### Prompt
Rewrite the lines of the listing as a JSON list of strings, one string per line with blank lines omitted, starting at the line that contains "Pick out the person's hand." and ending at the line that contains "(621, 1073)", both included.

### Excerpted data
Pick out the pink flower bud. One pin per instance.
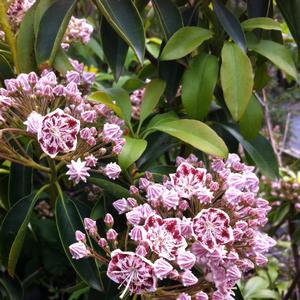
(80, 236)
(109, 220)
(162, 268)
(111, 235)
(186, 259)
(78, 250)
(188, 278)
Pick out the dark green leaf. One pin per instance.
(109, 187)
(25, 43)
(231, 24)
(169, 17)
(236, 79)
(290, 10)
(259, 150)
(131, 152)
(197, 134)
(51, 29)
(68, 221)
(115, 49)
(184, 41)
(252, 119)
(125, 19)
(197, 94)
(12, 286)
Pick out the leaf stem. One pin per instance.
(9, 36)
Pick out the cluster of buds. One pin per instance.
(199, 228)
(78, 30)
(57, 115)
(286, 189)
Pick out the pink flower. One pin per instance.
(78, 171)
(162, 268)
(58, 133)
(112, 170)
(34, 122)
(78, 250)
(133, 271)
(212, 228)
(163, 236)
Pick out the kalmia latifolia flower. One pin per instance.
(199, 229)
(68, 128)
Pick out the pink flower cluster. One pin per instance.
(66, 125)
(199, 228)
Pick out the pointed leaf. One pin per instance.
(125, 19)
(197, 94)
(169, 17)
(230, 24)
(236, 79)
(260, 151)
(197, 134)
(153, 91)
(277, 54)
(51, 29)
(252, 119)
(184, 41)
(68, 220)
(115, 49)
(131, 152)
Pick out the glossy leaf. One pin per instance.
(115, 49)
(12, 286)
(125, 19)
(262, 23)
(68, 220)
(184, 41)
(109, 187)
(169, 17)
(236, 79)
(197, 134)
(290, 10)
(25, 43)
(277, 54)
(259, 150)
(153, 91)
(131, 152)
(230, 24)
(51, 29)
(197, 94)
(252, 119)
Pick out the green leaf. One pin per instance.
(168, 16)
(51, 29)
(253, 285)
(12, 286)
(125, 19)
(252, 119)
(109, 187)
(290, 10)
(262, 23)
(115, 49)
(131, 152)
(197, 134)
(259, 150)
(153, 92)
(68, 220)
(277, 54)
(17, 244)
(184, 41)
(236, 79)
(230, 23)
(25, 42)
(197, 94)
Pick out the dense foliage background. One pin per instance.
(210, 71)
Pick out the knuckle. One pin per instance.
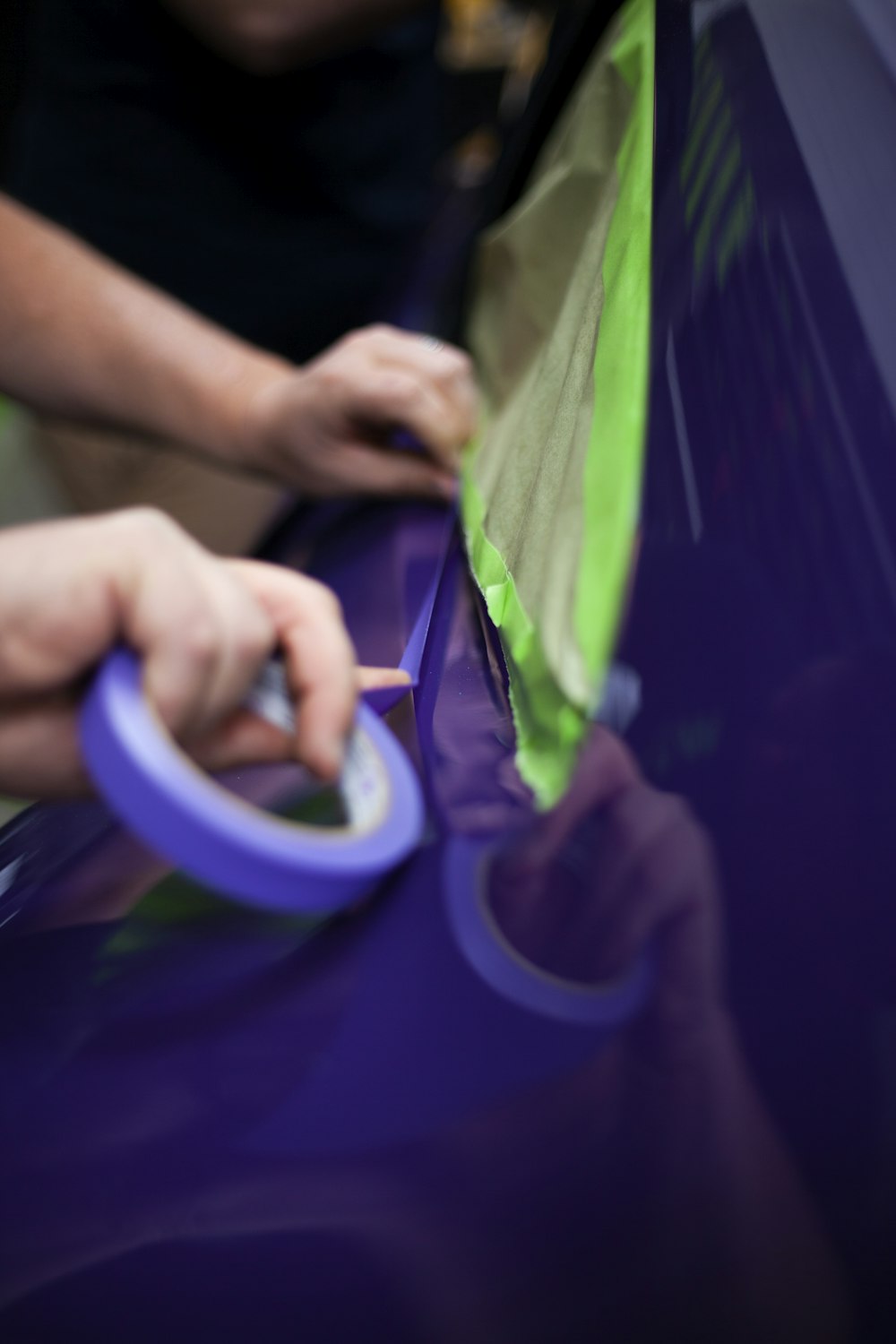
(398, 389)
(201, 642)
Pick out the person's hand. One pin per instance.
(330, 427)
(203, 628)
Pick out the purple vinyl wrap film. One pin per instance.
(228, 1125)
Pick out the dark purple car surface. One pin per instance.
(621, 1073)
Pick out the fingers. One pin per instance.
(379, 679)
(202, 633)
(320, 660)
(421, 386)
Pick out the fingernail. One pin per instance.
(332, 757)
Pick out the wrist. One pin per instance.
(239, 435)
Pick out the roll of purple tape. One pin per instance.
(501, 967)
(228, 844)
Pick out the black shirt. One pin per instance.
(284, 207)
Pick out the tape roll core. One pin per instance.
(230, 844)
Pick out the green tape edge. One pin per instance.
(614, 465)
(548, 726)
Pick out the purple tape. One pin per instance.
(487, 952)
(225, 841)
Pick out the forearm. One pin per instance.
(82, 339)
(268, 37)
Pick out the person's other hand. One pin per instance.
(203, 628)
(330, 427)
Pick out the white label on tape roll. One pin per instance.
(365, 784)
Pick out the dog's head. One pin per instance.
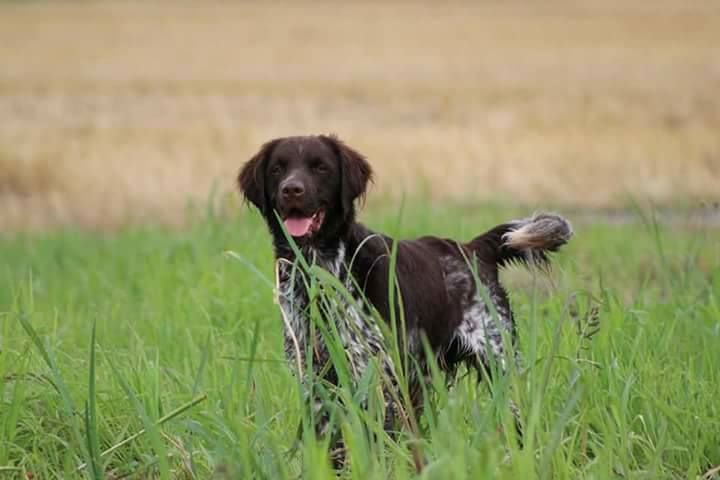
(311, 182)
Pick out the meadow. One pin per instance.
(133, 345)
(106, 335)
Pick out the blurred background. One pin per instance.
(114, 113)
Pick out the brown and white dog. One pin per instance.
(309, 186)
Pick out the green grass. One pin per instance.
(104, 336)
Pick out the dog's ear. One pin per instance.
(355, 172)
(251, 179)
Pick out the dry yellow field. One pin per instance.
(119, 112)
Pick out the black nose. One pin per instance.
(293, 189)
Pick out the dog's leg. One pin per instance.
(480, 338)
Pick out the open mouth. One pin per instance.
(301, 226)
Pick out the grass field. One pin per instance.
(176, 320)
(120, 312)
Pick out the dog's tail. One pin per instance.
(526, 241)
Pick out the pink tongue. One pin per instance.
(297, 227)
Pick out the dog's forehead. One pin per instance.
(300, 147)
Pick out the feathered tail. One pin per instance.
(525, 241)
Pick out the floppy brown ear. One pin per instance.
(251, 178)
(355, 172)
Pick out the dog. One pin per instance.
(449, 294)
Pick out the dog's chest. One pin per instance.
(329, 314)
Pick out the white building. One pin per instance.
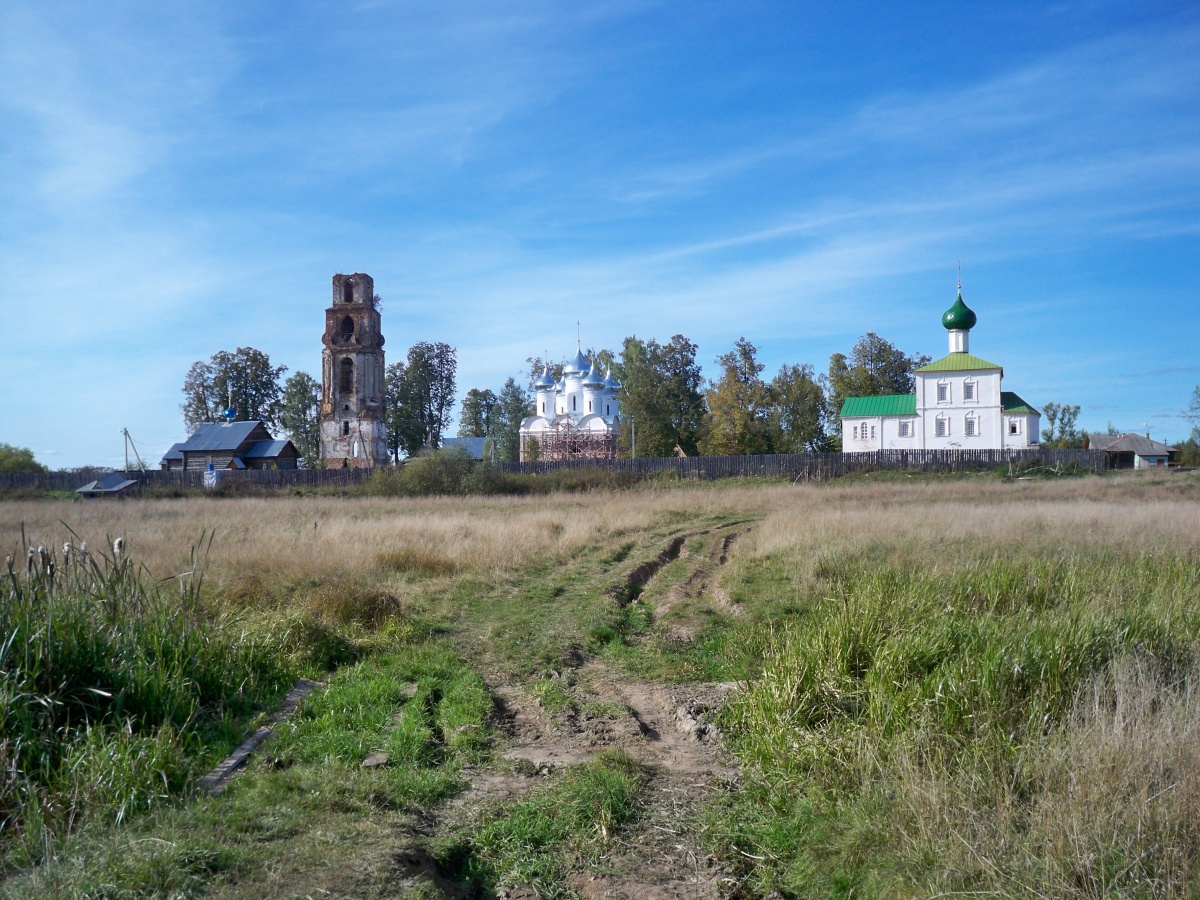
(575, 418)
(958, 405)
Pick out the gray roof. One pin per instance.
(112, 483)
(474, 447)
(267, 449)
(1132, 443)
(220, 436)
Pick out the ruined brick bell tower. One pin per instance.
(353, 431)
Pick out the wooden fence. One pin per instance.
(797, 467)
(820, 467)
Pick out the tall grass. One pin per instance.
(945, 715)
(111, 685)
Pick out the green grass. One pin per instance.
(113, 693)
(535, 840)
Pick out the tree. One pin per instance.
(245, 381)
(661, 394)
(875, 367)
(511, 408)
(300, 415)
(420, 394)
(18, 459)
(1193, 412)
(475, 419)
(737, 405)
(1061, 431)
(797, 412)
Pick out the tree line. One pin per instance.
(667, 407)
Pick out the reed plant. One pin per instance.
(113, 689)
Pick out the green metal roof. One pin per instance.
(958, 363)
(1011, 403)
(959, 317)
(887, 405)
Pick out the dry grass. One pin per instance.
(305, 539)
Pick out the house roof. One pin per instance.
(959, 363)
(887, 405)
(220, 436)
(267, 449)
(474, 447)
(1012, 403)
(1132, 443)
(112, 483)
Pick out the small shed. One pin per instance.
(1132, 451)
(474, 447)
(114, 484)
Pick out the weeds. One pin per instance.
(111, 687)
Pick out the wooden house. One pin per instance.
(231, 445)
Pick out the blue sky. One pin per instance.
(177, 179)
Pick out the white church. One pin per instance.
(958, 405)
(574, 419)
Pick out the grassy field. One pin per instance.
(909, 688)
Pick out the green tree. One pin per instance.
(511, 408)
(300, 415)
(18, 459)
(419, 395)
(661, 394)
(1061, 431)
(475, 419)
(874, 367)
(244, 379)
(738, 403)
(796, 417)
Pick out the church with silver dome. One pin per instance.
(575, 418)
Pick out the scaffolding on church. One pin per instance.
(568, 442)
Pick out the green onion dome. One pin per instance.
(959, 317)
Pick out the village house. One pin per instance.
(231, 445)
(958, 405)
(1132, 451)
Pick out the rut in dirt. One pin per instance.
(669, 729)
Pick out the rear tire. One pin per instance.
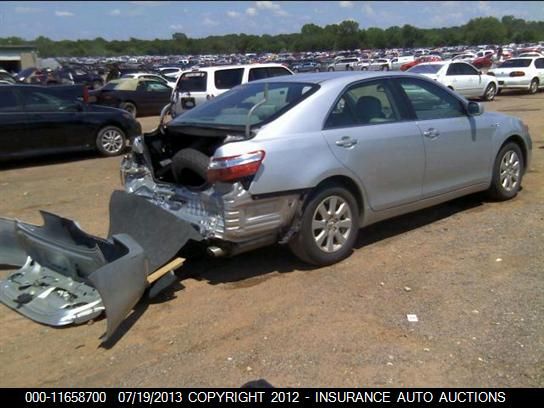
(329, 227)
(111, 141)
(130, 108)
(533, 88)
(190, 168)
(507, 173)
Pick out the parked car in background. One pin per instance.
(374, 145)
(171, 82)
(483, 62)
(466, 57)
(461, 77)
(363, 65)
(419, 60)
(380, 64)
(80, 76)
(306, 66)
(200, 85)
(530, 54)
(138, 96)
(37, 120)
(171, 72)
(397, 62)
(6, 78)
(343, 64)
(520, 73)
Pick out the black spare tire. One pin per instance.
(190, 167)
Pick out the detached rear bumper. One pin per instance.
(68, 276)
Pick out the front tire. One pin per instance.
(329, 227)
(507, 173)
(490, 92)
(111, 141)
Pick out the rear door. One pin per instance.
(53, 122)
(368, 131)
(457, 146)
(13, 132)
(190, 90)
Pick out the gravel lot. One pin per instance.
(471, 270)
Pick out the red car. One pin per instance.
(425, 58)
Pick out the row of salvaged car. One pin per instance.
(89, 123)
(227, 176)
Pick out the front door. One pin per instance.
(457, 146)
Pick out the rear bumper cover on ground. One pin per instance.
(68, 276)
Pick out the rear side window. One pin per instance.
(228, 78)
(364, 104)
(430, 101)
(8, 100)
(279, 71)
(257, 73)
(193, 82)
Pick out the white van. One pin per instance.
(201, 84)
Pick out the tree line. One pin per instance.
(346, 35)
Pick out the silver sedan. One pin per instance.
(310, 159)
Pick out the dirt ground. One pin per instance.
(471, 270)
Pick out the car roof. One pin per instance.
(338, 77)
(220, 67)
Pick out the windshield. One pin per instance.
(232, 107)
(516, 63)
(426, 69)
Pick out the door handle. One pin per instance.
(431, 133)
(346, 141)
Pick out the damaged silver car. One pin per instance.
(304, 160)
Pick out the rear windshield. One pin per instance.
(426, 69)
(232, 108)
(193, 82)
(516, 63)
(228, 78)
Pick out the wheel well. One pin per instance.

### Complete answer
[
  "Pick out the person's hand. One pin per instance.",
  "(330, 427)",
  "(203, 628)",
  "Pick out the purple vinyl wrap film. One pin per instance.",
  "(228, 1125)",
  "Pick out the dark purple car surface. One pin per instance.",
  "(621, 1073)"
]